[Collected data]
"""

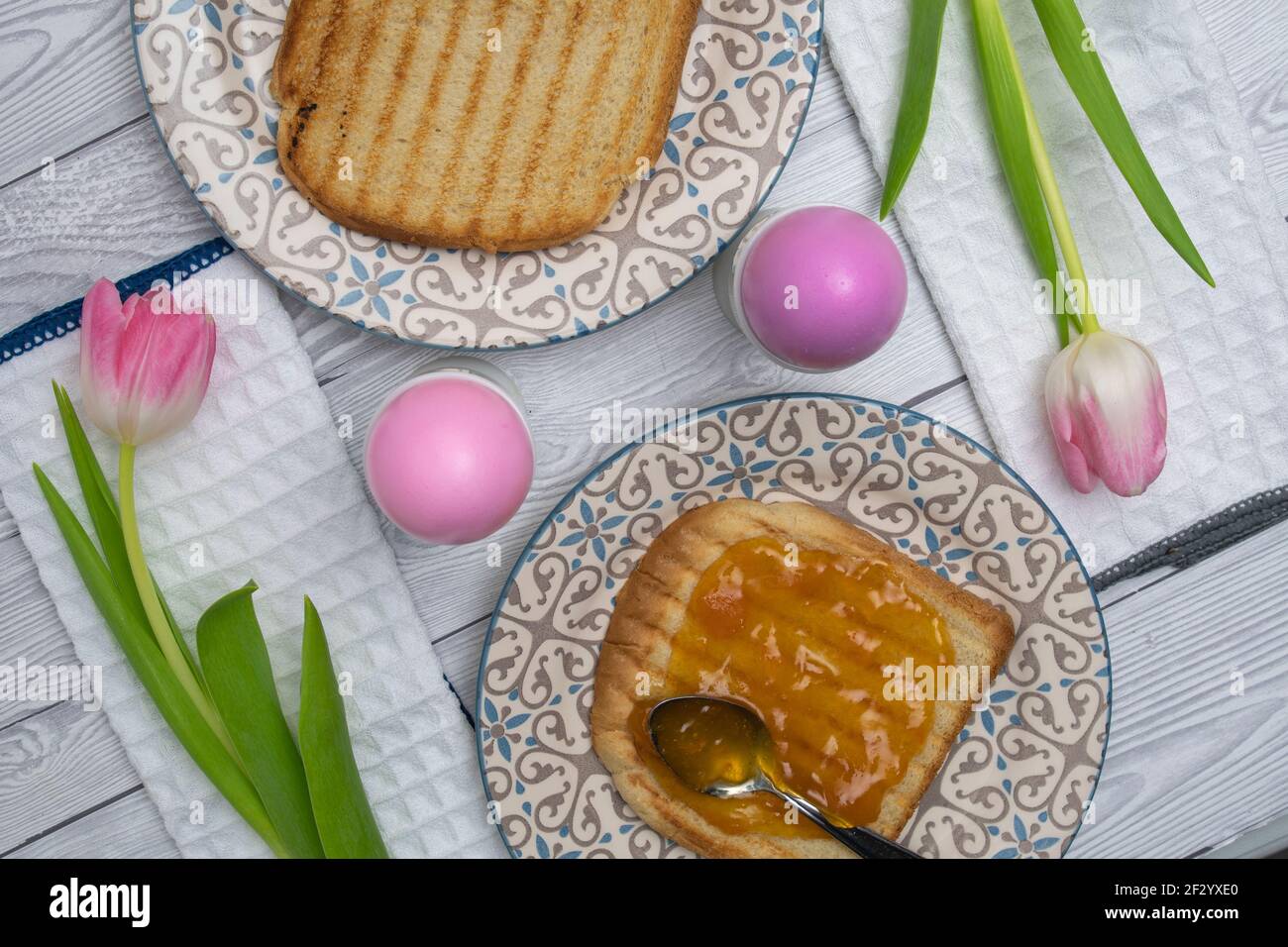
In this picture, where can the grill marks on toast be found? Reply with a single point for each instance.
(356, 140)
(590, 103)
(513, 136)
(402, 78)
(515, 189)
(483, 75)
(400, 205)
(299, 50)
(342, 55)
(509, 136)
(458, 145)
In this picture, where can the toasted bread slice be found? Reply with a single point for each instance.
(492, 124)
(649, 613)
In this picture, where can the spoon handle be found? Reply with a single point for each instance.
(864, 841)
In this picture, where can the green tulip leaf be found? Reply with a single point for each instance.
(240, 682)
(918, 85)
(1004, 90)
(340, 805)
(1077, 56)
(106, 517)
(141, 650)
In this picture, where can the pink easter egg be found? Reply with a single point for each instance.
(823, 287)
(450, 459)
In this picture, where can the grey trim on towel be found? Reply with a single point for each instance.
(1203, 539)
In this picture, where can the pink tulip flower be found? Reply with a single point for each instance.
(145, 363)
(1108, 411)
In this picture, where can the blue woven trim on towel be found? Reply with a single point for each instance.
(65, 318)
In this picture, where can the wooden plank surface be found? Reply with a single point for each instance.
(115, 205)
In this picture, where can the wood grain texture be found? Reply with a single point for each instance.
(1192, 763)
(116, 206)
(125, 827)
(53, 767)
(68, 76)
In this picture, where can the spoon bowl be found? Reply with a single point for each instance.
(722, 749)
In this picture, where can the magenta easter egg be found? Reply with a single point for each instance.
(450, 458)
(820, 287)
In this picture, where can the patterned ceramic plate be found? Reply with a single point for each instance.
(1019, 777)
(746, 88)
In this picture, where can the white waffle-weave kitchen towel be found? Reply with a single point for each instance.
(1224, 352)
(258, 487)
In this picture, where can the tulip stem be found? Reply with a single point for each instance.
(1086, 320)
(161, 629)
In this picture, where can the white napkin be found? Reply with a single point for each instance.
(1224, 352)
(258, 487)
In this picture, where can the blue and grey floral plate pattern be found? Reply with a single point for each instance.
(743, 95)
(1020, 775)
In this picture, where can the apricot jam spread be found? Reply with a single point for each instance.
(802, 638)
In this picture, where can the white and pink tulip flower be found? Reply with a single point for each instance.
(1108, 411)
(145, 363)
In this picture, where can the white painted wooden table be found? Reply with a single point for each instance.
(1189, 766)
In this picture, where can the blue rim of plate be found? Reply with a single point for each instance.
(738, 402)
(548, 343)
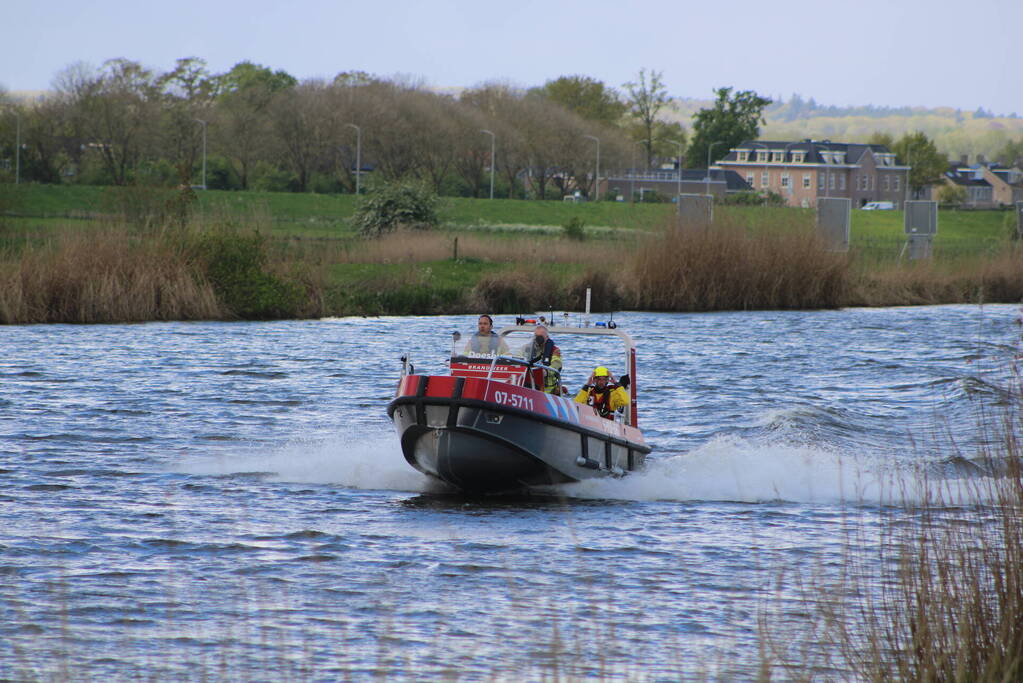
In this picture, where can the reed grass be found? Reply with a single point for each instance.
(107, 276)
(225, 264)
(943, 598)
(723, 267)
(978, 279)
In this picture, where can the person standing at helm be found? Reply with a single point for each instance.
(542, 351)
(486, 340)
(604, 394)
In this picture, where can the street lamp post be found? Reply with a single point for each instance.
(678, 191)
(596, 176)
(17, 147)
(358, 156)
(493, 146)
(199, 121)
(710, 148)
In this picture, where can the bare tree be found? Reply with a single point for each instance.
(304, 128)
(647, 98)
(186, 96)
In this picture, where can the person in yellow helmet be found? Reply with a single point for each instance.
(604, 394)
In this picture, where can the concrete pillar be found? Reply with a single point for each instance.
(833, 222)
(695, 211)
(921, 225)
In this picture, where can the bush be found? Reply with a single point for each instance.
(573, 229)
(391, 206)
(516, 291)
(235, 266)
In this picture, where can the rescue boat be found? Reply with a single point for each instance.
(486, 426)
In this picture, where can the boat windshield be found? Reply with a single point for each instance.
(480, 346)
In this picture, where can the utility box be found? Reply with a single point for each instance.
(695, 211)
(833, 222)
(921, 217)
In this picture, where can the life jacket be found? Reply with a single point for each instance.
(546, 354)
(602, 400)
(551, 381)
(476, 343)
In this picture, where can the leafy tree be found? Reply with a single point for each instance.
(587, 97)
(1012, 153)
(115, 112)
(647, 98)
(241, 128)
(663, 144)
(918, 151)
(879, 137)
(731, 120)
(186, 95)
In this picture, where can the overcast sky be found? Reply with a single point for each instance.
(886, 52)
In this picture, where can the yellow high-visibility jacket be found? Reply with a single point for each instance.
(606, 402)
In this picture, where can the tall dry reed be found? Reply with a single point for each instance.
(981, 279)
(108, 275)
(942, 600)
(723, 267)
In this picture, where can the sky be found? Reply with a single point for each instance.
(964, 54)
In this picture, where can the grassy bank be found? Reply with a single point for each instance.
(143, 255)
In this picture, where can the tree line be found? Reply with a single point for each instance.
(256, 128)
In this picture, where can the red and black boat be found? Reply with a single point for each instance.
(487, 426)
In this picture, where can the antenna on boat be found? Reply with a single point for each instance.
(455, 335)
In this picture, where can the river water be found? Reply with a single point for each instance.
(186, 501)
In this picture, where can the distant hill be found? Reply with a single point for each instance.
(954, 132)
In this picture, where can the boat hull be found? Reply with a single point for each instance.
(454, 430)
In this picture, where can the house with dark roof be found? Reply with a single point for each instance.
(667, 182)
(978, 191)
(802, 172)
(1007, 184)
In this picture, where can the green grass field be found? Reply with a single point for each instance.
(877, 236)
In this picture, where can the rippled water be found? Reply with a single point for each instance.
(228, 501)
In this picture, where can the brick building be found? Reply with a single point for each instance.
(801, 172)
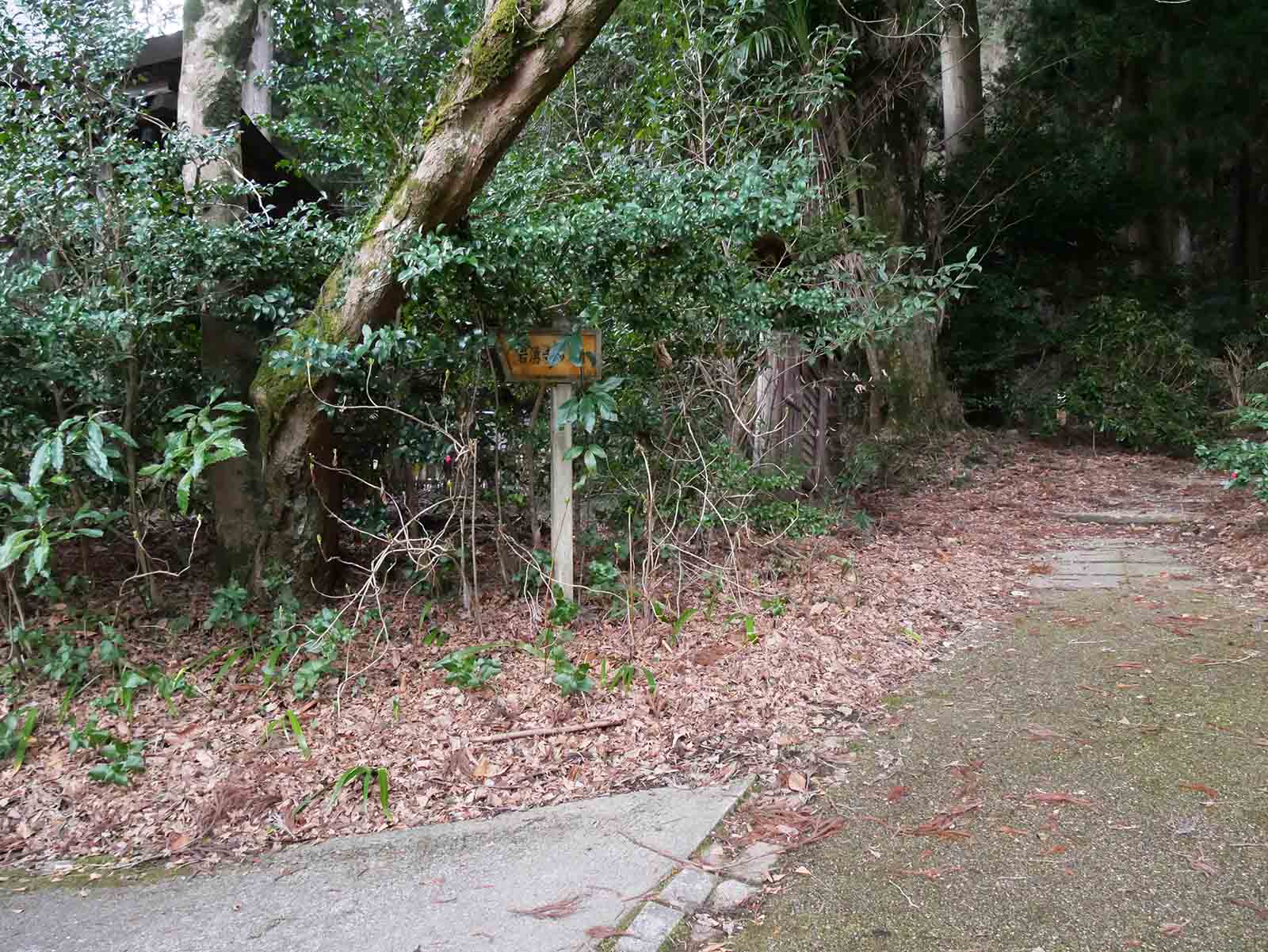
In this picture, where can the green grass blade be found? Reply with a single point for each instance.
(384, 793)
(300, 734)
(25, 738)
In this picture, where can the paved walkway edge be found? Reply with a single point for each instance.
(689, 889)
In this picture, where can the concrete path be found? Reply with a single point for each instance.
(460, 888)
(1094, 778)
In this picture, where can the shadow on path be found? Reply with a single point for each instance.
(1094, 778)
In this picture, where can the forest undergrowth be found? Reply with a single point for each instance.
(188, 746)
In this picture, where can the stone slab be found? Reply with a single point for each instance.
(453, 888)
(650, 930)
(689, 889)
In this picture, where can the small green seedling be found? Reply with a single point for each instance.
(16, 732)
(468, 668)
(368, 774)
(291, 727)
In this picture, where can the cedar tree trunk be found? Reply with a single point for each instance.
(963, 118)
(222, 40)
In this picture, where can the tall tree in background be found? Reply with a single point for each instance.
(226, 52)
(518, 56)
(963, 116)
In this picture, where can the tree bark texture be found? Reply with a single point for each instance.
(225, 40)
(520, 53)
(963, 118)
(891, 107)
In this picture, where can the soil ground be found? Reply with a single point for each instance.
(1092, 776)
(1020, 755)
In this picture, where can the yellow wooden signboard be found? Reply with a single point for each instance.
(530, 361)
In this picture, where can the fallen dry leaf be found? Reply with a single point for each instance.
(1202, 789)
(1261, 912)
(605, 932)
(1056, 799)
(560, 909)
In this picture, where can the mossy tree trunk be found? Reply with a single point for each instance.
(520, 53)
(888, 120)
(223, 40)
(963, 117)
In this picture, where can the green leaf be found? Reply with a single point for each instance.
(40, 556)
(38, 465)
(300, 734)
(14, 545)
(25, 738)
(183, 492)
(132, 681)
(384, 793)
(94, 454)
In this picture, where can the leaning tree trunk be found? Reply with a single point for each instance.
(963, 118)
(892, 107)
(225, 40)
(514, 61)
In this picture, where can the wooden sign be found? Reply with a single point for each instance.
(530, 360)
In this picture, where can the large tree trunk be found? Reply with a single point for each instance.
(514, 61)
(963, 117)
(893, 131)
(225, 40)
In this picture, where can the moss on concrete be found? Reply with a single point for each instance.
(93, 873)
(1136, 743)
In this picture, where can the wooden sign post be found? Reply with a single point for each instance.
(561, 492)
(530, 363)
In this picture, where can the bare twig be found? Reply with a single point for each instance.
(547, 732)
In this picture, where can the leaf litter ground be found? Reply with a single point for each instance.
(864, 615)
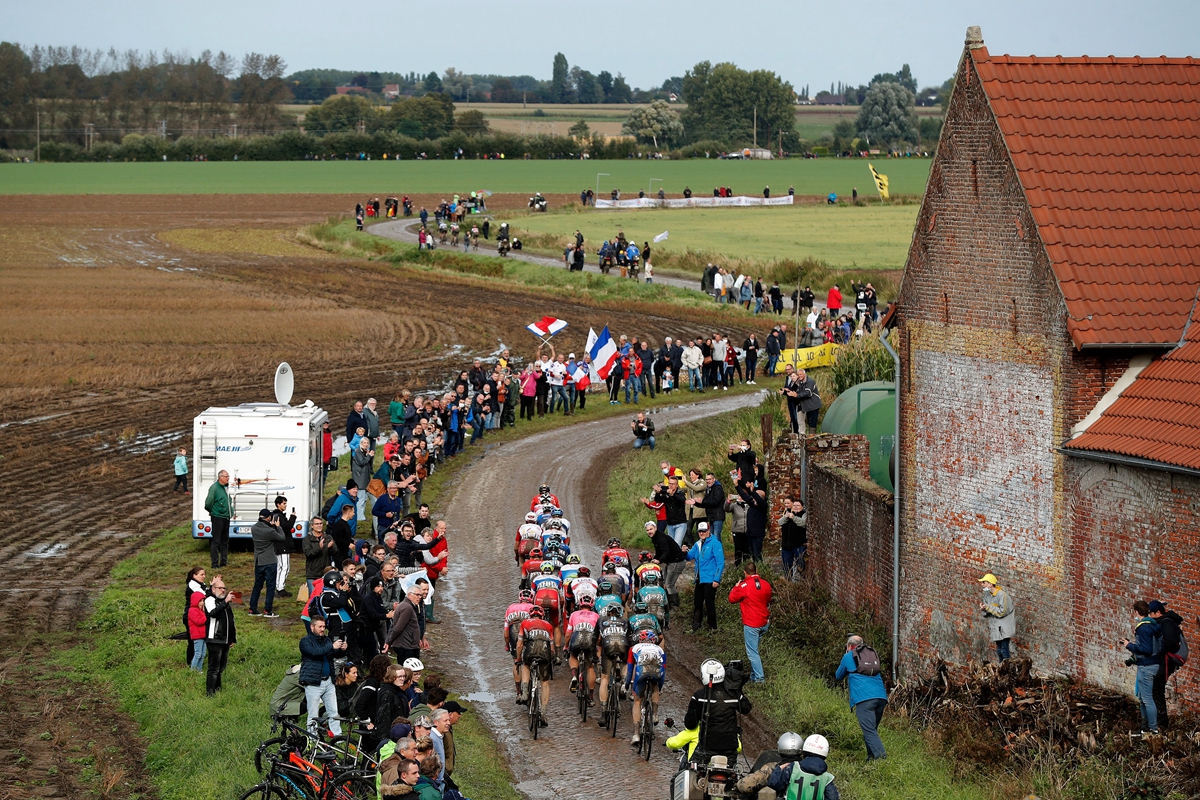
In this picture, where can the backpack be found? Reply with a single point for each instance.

"""

■ What you should do ■
Copy out exactly the lines between the line containing "In this picture, where can the leaning" and the end of the entries, including both, and leave the pictures behind.

■ Solution ■
In this picture, where can the leaning tree trunk be found? Reply with a single point for each instance.
(963, 118)
(892, 107)
(225, 40)
(514, 61)
In this picture, where can the wooden sign be found? Reply with a single point for each instance.
(530, 360)
In this picture, where can the large tree trunk be found? Reply with a single point for each instance.
(514, 61)
(963, 117)
(893, 131)
(225, 40)
In this picture, where can the moss on concrete be found? Reply with a single point for each instance.
(93, 873)
(1136, 743)
In this picture, where can the wooden sign post be found? Reply with a single point for each instance.
(561, 492)
(530, 363)
In this picture, where can the bare twig be found? Reply with a single point for each instance.
(547, 732)
In this picture, where can the leaf litter ground be found? Reply with a single point for each instance.
(864, 615)
In this picture, where can the backpack be found? Reply with a single point for each instance.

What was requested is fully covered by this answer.